▶ Consigne:
Recopiez le passage sur le festival Salines en Musique depuis « Dans l’église d’Aresches, village » jusqu'à « à l’intériorité prenante. » inclus, en renommant « Stradivarius » en « instrument ».

▶ Extrait cité:
____________

L’imagination et la générosité ont toujours présidé à l’esprit du festival Salines en Musique qu’organise Anne-Marie Réby depuis 2010 dans des lieux de mémoire du Revermont jurassien. Ces sixièmes Estivales en apportent une nouvelle fois la preuve tant la qualité des concerts le dispute à l’engagement de chacun des participants.
 
Dans l’église d’Aresches, village qui domine Salins-les-Bains, honneur aux cordes avec la Sonate n° 2 pour violon seul « Obsession » d’Ysaÿe exécutée avec fougue, vélocité et clarté polyphonique par Tedi Papavrami sur son Stradivarius Le Reynier (1727). Dédiée à Rostropovitch, la Suite n° 1 pour violoncelle de Britten trouve en Xavier Phillips (un disciple du maître russe) un passeur idéal qui sait dégager toute la substance d’une composition aux humeurs contrastées entre classicisme, humour décalé et référence au Cantor de Leipzig. L’austérité de la Sonate pour violon et violoncelle de Ravel bénéficie de l’approche expressive de Tedi Papavrami et Henri Demarquette (photo) qui prennent à bras le corps et transfigurent cette partition à l’intériorité prenante.

____________

▶ Lignes de données:
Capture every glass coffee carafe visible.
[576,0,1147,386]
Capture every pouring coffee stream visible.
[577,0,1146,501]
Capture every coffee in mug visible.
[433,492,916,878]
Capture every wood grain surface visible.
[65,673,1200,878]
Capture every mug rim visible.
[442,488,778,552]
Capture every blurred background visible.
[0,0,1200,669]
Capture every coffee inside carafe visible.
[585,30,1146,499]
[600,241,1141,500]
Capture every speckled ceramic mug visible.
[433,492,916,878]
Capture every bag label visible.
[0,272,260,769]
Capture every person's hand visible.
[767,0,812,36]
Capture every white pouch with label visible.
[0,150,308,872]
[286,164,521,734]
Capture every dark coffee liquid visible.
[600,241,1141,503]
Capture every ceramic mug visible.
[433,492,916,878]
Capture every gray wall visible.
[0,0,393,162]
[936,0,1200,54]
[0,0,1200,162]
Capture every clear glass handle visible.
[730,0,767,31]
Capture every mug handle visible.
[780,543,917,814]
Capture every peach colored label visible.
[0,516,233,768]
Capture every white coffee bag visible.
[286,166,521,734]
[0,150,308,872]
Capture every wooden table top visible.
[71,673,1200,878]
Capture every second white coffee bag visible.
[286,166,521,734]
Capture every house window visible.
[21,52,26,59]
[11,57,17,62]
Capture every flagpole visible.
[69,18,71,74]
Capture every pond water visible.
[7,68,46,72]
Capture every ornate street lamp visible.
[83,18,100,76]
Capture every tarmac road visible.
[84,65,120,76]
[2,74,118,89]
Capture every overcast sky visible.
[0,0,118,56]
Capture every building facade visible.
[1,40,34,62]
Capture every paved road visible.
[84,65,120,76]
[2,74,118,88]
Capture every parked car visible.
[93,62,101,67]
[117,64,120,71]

____________

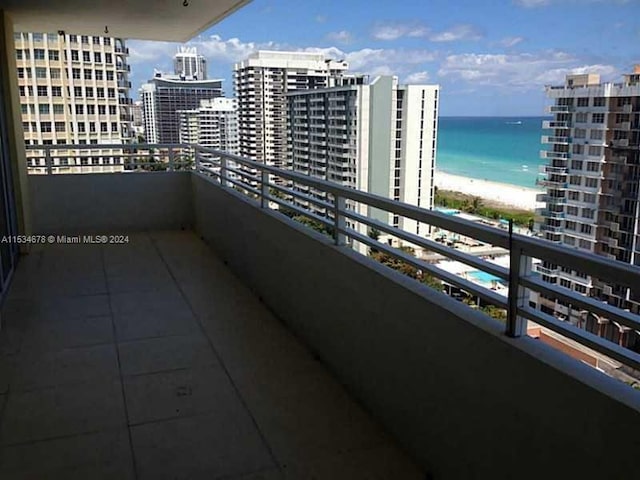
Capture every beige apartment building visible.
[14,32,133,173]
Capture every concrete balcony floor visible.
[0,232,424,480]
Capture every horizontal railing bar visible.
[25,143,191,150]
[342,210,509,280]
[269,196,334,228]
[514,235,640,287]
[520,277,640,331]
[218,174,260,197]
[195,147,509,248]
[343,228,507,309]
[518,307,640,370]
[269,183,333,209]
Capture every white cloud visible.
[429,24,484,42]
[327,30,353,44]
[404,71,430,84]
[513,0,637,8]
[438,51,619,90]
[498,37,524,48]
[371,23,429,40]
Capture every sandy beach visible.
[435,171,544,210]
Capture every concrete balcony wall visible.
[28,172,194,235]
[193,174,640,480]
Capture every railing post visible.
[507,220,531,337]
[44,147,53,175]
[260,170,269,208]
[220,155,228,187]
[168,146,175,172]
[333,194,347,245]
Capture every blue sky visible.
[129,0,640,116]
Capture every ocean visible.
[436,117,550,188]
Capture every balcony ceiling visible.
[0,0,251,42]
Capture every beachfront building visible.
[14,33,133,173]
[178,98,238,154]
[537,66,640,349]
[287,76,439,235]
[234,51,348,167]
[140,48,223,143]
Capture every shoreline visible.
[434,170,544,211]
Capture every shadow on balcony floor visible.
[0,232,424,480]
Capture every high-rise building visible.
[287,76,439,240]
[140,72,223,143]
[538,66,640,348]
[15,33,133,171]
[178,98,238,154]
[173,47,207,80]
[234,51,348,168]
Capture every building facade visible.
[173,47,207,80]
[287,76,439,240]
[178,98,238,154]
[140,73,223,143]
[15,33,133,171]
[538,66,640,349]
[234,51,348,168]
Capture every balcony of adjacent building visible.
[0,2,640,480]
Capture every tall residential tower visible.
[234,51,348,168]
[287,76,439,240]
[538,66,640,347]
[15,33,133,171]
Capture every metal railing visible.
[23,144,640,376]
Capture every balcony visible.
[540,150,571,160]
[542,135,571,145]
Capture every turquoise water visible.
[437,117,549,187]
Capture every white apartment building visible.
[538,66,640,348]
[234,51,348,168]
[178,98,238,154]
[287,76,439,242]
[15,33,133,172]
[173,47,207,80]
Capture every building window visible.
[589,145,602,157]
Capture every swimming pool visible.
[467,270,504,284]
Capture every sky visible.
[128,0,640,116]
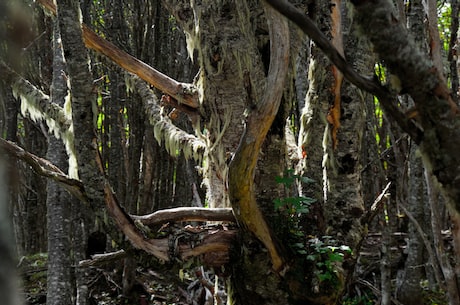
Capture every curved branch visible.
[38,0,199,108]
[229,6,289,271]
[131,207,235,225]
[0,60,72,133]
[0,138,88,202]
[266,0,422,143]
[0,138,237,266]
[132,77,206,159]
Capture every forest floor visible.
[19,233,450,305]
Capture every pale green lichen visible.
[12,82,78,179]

____________

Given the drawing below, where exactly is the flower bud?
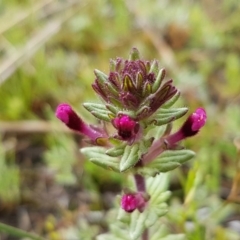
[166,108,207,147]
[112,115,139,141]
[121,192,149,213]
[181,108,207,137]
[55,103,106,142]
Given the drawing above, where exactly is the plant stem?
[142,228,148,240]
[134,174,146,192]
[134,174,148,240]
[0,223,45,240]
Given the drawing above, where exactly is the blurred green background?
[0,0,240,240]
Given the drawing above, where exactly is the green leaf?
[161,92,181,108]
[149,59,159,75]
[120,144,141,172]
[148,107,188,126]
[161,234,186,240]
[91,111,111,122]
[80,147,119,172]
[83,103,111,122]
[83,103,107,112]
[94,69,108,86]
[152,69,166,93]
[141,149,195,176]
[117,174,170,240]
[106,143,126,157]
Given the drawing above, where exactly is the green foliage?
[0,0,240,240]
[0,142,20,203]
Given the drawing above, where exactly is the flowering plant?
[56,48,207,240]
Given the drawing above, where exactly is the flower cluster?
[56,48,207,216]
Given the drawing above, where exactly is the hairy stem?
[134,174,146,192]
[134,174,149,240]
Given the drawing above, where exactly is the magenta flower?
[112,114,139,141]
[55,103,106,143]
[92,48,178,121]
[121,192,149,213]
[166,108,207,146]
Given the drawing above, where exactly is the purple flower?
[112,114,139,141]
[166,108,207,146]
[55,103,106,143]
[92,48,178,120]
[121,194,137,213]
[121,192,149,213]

____________

▶ Corrigé:
Dans l’église d’Aresches, village qui domine Salins-les-Bains, honneur aux cordes avec la Sonate n° 2 pour violon seul « Obsession » d’Ysaÿe exécutée avec fougue, vélocité et clarté polyphonique par Tedi Papavrami sur son instrument Le Reynier (1727). Dédiée à Rostropovitch, la Suite n° 1 pour violoncelle de Britten trouve en Xavier Phillips (un disciple du maître russe) un passeur idéal qui sait dégager toute la substance d’une composition aux humeurs contrastées entre classicisme, humour décalé et référence au Cantor de Leipzig. L’austérité de la Sonate pour violon et violoncelle de Ravel bénéficie de l’approche expressive de Tedi Papavrami et Henri Demarquette (photo) qui prennent à bras le corps et transfigurent cette partition à l’intériorité prenante.